### EXERCISE BRIEF
Each record should be reproduced exactly.

(Excerpts from a dataset)
===
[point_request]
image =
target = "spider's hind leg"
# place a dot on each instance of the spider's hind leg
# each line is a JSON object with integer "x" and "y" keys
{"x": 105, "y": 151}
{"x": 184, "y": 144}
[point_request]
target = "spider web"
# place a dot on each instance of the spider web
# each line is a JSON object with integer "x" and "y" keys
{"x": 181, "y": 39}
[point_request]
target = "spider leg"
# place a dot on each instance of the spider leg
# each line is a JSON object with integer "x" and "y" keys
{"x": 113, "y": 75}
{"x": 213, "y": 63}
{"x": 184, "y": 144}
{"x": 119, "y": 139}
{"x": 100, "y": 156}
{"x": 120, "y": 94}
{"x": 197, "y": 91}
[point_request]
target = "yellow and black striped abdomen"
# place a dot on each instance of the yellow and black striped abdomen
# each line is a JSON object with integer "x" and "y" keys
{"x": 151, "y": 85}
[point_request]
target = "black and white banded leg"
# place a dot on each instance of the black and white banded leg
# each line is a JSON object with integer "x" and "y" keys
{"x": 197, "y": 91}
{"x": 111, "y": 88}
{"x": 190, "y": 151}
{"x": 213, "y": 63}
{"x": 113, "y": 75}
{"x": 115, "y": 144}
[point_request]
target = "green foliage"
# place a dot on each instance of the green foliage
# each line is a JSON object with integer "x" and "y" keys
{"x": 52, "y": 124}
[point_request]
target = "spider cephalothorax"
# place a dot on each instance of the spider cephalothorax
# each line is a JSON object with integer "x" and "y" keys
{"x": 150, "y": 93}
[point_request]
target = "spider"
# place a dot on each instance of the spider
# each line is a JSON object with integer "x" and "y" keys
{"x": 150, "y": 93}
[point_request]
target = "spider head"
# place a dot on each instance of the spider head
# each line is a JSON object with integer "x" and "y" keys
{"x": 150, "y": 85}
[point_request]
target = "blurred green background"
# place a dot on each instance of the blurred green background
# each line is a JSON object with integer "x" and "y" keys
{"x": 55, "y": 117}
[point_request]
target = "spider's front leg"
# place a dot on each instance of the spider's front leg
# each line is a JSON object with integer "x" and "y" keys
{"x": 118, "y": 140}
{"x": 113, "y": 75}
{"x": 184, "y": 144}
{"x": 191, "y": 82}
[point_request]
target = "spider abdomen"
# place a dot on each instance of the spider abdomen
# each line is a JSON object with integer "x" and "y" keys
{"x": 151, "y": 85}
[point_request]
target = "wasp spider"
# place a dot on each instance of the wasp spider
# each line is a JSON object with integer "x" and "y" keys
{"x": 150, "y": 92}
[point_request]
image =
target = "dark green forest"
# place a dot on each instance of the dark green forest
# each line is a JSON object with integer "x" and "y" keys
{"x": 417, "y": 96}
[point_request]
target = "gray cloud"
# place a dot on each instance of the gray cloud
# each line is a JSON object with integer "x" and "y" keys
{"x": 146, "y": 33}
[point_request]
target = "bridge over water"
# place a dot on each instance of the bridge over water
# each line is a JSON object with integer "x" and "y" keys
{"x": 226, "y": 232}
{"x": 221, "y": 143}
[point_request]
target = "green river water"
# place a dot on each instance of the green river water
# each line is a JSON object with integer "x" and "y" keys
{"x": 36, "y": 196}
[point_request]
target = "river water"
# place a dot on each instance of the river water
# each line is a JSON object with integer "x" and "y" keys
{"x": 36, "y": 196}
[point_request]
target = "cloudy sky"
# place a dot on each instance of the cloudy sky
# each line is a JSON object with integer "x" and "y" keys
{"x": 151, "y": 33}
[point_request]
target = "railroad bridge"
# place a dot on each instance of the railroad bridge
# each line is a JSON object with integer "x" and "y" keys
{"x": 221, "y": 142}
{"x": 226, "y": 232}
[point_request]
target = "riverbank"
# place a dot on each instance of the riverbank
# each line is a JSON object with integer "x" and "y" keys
===
### SOLUTION TO THIS TASK
[point_request]
image =
target = "spider's hind leg"
# place a dot on each instance of the spider's hind leg
# each line is a JSON object with integer "x" and "y" keys
{"x": 105, "y": 151}
{"x": 184, "y": 144}
[point_request]
target = "spider web"
# place a dot on each instance of the spider web
# each line is a JSON object with integer "x" and "y" keys
{"x": 181, "y": 39}
[point_request]
target = "spider leg"
# place a dot on each instance of the spider leg
# each line is a JSON object with integer "x" and "y" keys
{"x": 113, "y": 75}
{"x": 213, "y": 63}
{"x": 184, "y": 144}
{"x": 119, "y": 139}
{"x": 100, "y": 156}
{"x": 120, "y": 94}
{"x": 197, "y": 91}
[point_request]
target = "yellow and black striped abdomen"
# place a dot on each instance of the yellow and black striped abdomen
# each line is a JSON object with integer "x" and "y" keys
{"x": 151, "y": 85}
[point_request]
target = "black and white banded leg"
# place a dot on each instance of the black and white banded leg
# each line is a JSON object with integer "x" and "y" keys
{"x": 197, "y": 91}
{"x": 111, "y": 88}
{"x": 190, "y": 151}
{"x": 213, "y": 63}
{"x": 113, "y": 75}
{"x": 115, "y": 144}
[point_request]
target = "green foliage"
# place a dot on each instance of the green foliage
# each line is a JSON object with integer "x" and "y" keys
{"x": 52, "y": 124}
[point_request]
target = "spider cephalothorax"
# place a dot on each instance of the spider cephalothorax
# each line is a JSON object with integer "x" and "y" keys
{"x": 150, "y": 93}
[point_request]
target = "spider"
# place a dot on each instance of the spider
# each line is a JSON object with integer "x" and "y" keys
{"x": 150, "y": 93}
[point_request]
target = "spider head"
# place a dot on each instance of the spider head
# each line is a JSON object with integer "x" and "y" keys
{"x": 150, "y": 85}
[point_request]
target = "blurred green background"
# place a dot on each instance of the blurred green background
# each line is a JSON object with integer "x" and "y" keys
{"x": 55, "y": 117}
[point_request]
target = "spider's front leg"
# place a dot on each instance of the spider's front leg
# each line is a JSON object with integer "x" and "y" keys
{"x": 118, "y": 140}
{"x": 113, "y": 75}
{"x": 184, "y": 144}
{"x": 191, "y": 82}
[point_request]
target = "spider abdomen"
# place a dot on each instance of the spider abdomen
# each line is a JSON object with integer "x" and "y" keys
{"x": 151, "y": 85}
[point_request]
target = "wasp spider"
# place a dot on each instance of the wasp spider
# each line is a JSON object with integer "x" and "y" keys
{"x": 150, "y": 92}
[point_request]
image =
target = "dark green forest"
# place a dot on each instance of the dark green forest
# each line is a JSON object with integer "x" and "y" keys
{"x": 417, "y": 96}
[point_request]
target = "gray cloud"
# place a dot on each instance of the gray cloud
# each line is a JSON object with integer "x" and "y" keys
{"x": 146, "y": 33}
[point_request]
target = "bridge over water"
# place a dot on each instance of the bridge over water
# each line is a JSON object with integer "x" and "y" keys
{"x": 226, "y": 232}
{"x": 221, "y": 143}
[point_request]
target = "green river water"
# place a dot on each instance of the green river water
# each line is a JSON object with integer "x" and "y" keys
{"x": 36, "y": 196}
[point_request]
target = "river water"
# place a dot on each instance of the river water
# each line is a JSON object with integer "x" and "y" keys
{"x": 36, "y": 196}
[point_request]
target = "cloudy sky"
# place a dot on each instance of the cloudy sky
# each line is a JSON object with integer "x" and "y" keys
{"x": 151, "y": 33}
[point_request]
target = "railroad bridge"
# place a dot on each instance of the railroad bridge
# each line is a JSON object with integer "x" and "y" keys
{"x": 221, "y": 142}
{"x": 226, "y": 232}
[point_request]
target = "riverbank"
# place a dot on each instance of the riverbank
# each line is a JSON object with integer "x" and "y" keys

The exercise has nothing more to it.